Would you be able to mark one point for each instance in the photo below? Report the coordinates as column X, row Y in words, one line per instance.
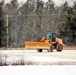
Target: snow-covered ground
column 38, row 70
column 44, row 58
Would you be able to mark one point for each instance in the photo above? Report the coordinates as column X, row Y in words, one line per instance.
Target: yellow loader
column 48, row 42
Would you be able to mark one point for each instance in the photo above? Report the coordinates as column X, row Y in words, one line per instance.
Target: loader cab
column 50, row 36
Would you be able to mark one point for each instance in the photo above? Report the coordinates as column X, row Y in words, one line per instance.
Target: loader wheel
column 59, row 48
column 39, row 50
column 51, row 48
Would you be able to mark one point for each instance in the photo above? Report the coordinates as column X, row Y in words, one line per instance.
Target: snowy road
column 66, row 56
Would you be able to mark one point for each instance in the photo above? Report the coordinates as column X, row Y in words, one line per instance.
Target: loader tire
column 51, row 48
column 39, row 50
column 59, row 48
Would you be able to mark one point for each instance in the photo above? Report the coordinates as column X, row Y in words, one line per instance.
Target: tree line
column 34, row 18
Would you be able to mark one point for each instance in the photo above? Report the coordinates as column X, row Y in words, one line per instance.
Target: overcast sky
column 57, row 2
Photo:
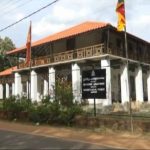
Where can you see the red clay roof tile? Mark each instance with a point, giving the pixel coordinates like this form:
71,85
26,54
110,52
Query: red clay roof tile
81,28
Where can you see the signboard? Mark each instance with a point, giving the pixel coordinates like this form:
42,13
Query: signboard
94,84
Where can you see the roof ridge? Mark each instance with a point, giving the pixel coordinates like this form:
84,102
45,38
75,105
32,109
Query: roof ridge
71,31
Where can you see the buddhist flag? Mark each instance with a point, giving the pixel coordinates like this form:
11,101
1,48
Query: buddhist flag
120,9
28,46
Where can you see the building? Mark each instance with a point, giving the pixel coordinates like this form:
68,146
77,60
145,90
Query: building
66,54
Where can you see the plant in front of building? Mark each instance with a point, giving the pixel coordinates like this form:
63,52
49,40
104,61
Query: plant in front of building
16,107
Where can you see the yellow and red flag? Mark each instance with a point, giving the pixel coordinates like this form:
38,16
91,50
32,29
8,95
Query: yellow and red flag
28,46
120,9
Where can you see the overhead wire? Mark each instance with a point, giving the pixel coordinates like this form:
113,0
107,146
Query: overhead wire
31,14
9,4
19,6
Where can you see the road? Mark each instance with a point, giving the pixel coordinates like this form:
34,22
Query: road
15,140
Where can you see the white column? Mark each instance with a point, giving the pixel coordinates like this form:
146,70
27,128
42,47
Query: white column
33,86
52,83
148,85
13,89
1,91
76,82
139,84
124,84
18,84
45,92
105,64
28,89
7,90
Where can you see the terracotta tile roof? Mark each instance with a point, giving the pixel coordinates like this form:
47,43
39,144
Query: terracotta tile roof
81,28
8,71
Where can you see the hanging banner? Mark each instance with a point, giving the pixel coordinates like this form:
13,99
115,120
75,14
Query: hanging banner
94,84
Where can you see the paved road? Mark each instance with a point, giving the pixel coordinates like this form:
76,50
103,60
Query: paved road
14,140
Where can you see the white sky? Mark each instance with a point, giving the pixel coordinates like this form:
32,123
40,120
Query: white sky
67,13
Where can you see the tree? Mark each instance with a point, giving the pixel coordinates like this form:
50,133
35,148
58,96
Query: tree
6,44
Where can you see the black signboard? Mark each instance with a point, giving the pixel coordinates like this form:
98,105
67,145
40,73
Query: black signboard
94,84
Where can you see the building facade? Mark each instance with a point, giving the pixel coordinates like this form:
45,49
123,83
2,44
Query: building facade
68,53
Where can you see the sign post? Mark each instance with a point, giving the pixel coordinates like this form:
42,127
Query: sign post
94,85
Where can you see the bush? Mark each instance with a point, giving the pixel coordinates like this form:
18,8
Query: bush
14,105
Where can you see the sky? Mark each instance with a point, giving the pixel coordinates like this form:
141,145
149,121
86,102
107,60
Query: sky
68,13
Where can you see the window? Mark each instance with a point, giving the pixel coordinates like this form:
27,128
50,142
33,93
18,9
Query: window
119,43
71,44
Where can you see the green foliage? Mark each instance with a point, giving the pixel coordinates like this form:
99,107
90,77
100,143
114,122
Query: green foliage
6,44
60,111
14,105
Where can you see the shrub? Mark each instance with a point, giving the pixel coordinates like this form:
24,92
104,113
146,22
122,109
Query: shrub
14,105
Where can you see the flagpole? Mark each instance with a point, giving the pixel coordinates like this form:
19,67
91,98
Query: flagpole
30,58
128,81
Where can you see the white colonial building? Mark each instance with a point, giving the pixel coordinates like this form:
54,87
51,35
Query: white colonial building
66,54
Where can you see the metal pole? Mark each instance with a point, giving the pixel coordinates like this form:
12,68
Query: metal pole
127,57
94,107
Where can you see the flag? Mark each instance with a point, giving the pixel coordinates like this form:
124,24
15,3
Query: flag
120,9
28,47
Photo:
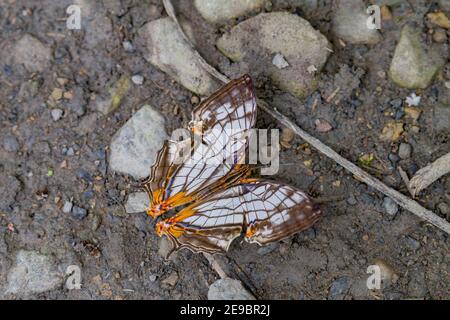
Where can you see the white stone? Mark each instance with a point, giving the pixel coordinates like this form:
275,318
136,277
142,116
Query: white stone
32,273
279,61
56,114
228,289
137,202
137,79
220,11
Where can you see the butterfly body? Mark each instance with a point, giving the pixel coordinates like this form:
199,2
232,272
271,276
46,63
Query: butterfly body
211,180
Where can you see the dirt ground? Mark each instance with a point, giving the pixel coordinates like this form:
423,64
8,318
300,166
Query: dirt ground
51,162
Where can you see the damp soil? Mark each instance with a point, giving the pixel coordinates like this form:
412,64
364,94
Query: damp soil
66,160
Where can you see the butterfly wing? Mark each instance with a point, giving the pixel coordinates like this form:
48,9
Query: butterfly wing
215,160
267,211
274,211
224,119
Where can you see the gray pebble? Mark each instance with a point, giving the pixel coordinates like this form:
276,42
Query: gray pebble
338,288
267,249
404,151
70,152
96,222
56,114
390,206
67,208
393,158
443,208
10,144
396,103
128,46
84,175
412,243
137,79
79,213
352,200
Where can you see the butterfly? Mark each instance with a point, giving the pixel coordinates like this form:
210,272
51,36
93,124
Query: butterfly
212,183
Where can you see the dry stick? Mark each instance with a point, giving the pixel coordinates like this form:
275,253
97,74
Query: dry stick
429,174
363,176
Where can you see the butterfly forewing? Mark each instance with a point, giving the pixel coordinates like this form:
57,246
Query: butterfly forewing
226,118
267,211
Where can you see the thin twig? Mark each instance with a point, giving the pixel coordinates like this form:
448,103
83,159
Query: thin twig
405,179
429,174
363,176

:: EXERCISE BRIEF ::
Lay out everything from the start of the records down to the line containing "column 50, row 36", inclusive, as a Markdown table with the columns No. and Entry, numbering each line and skipping blank lines. Leave the pictures out of the table.

:: ANSWER FOR THE TASK ::
| No. | Entry |
|---|---|
| 1 | Would you be able to mark one point for each instance in the photo below? Report the coordinates as column X, row Y in words, one line per instance. |
| 2 | Target: snow-covered ground |
| 3 | column 38, row 70 |
| 4 | column 44, row 58 |
| 5 | Would you be able to mark one point for each instance in the photo above? Report the coordinates as column X, row Y in words, one line per instance. |
| 6 | Target: yellow loader |
| 7 | column 48, row 42 |
| 8 | Would you be able to mark one point for each instance in the photo above? Report the coordinates as column X, row Y in words, one line per instance. |
| 9 | Target: loader cab |
| 10 | column 50, row 36 |